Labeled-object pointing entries
****

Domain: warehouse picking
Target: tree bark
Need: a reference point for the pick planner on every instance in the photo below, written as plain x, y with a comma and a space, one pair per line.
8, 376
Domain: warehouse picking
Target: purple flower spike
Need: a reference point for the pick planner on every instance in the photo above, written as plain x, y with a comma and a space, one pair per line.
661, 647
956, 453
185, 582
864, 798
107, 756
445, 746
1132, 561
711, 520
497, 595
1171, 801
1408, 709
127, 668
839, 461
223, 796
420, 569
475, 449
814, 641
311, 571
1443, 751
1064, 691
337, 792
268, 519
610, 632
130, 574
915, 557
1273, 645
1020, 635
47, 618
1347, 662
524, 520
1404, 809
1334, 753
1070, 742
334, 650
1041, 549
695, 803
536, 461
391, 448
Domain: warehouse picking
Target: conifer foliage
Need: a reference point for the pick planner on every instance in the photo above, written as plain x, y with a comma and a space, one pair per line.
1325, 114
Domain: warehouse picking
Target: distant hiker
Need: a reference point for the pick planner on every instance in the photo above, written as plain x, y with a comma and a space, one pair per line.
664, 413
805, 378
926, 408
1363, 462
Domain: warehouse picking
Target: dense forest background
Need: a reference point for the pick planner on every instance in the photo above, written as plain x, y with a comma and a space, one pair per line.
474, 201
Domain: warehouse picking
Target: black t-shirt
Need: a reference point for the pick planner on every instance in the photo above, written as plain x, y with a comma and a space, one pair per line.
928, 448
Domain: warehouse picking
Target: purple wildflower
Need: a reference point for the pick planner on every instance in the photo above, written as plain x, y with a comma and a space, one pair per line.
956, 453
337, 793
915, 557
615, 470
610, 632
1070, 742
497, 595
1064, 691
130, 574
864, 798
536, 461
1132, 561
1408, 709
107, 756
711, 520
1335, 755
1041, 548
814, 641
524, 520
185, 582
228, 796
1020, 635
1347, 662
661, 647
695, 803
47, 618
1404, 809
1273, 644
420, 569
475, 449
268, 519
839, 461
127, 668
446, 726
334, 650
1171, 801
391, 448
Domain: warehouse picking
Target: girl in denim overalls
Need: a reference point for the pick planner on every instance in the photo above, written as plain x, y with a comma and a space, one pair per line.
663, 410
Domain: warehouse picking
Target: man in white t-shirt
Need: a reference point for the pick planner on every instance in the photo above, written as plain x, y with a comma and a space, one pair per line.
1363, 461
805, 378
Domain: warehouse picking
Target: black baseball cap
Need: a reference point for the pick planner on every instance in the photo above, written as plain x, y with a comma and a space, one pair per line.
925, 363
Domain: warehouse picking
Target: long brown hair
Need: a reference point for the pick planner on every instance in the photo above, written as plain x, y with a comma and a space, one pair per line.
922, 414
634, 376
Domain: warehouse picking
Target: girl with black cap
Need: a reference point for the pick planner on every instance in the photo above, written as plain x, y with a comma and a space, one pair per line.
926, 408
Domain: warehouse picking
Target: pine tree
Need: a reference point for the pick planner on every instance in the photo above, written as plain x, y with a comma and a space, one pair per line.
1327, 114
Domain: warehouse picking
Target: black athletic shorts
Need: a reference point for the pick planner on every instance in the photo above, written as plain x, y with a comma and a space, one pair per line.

****

Count the lines of the records above that contain the word "girl", and reply with the number alone.

2